## begin
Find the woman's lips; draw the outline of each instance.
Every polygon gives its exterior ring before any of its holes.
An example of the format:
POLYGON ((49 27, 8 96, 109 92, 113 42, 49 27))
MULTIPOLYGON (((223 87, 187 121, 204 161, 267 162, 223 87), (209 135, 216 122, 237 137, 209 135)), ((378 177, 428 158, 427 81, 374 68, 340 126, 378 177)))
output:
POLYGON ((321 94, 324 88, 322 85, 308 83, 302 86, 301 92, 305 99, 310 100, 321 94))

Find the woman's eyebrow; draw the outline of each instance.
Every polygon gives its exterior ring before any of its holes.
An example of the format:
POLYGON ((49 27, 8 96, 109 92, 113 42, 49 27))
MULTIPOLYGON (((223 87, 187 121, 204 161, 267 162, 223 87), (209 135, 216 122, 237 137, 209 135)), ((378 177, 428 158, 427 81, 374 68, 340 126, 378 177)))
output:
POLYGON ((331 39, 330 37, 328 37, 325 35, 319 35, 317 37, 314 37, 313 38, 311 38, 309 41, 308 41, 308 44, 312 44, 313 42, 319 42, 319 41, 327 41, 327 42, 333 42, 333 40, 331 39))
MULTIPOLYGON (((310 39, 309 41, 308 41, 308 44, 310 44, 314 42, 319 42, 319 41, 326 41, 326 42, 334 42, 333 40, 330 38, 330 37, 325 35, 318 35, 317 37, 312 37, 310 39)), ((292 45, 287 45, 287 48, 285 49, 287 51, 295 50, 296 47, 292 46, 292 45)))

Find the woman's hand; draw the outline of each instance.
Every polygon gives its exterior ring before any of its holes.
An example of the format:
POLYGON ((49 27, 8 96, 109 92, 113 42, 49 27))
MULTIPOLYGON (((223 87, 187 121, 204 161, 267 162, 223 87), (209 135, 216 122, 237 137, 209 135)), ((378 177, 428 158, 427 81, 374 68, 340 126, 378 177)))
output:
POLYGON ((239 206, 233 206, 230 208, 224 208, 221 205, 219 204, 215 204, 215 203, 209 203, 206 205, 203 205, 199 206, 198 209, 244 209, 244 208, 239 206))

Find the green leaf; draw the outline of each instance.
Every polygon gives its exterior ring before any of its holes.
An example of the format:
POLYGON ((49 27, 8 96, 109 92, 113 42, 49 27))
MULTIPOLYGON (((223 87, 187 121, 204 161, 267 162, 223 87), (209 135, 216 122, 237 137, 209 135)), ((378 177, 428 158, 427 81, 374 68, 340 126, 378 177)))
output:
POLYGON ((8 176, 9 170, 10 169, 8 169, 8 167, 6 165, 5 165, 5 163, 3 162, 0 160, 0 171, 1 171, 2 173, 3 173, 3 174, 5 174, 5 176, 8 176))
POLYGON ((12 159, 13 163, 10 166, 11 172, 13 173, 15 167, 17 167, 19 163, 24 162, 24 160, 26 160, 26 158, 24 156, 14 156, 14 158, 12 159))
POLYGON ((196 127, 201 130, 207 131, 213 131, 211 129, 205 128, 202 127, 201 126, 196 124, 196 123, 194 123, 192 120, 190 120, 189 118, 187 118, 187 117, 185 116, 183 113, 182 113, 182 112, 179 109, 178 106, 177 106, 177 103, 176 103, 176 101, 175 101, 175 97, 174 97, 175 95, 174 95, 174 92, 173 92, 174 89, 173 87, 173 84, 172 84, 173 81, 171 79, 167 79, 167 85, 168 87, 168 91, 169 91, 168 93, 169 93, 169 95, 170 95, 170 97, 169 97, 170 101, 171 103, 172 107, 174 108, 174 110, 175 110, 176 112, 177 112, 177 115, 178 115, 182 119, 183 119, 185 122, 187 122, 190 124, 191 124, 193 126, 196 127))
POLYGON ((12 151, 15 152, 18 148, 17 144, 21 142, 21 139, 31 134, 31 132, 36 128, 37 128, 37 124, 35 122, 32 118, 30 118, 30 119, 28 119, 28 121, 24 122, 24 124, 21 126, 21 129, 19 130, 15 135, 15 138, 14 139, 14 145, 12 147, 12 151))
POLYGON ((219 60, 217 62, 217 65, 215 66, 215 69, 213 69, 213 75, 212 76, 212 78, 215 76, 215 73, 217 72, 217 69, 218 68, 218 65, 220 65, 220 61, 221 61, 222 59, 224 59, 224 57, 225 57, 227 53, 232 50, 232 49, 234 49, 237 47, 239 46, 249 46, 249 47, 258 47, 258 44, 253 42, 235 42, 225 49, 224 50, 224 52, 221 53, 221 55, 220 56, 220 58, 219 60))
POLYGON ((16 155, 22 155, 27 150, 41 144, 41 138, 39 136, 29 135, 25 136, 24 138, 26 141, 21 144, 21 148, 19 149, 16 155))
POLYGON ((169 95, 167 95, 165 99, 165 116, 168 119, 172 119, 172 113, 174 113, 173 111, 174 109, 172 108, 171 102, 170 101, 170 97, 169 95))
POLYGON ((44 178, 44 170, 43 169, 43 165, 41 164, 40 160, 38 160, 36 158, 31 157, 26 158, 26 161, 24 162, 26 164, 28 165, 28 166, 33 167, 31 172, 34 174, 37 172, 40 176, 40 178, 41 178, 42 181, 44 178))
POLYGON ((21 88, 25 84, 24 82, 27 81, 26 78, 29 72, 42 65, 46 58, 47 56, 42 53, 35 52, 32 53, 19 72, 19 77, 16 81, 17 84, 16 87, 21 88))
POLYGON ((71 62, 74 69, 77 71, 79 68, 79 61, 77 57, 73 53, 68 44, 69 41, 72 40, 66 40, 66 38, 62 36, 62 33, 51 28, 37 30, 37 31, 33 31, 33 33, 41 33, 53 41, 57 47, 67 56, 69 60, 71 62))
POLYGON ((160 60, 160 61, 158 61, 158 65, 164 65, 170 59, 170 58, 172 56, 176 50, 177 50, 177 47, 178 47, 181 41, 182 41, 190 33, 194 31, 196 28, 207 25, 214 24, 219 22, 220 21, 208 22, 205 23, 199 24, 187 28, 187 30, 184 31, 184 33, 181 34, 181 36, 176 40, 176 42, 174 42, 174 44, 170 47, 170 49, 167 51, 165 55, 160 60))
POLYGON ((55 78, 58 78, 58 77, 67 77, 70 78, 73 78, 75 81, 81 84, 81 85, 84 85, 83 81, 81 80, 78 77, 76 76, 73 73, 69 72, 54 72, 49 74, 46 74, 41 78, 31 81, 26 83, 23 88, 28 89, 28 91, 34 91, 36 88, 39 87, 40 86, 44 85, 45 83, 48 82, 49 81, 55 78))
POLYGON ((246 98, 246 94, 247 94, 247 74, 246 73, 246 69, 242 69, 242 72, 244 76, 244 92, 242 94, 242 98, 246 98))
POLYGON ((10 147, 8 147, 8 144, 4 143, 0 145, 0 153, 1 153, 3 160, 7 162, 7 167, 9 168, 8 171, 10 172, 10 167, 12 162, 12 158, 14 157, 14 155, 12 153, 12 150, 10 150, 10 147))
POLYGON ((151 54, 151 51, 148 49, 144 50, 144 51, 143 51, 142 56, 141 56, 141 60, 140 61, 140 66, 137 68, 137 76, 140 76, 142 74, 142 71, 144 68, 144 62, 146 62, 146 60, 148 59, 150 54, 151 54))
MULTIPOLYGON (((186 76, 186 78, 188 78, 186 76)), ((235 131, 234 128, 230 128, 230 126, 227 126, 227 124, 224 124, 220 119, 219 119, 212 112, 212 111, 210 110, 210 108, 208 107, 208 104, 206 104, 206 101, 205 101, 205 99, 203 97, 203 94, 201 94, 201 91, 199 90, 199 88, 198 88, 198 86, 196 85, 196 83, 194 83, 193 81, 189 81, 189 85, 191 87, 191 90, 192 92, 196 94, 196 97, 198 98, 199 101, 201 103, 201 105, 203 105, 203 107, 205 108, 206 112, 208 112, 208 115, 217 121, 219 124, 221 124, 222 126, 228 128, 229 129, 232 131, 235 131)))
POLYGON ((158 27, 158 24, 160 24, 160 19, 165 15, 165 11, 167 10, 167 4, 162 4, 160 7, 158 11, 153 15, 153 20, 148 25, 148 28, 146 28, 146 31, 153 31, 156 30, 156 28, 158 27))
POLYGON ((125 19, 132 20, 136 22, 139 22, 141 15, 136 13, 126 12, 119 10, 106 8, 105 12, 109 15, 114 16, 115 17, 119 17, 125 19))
## end
- **What is required**: Copy out only the material that begins at the line containing "Find the woman's eyebrow;" and stops after the line containing "MULTIPOLYGON (((310 39, 309", renaming "exterior ring" to "outer boundary" and keeping everything else unchanged.

- **Solution**:
Find the woman's eyebrow; draw the outline of each instance.
Every polygon gives its outer boundary before any of its holes.
An example of the format:
POLYGON ((49 27, 8 96, 109 92, 113 42, 49 27))
MULTIPOLYGON (((223 87, 187 121, 204 161, 267 162, 223 87), (209 135, 216 122, 237 137, 209 135)), ((378 177, 428 158, 427 81, 374 68, 340 126, 378 177)))
output:
POLYGON ((331 39, 330 37, 328 37, 325 35, 319 35, 317 37, 314 37, 313 38, 311 38, 309 41, 308 41, 308 44, 312 44, 313 42, 319 42, 319 41, 327 41, 327 42, 333 42, 333 40, 331 39))
MULTIPOLYGON (((310 39, 309 41, 308 41, 308 44, 310 44, 314 42, 319 42, 319 41, 326 41, 326 42, 334 42, 333 40, 330 38, 330 37, 325 35, 318 35, 317 37, 312 37, 310 39)), ((292 45, 287 45, 287 48, 285 49, 287 51, 295 50, 296 47, 292 46, 292 45)))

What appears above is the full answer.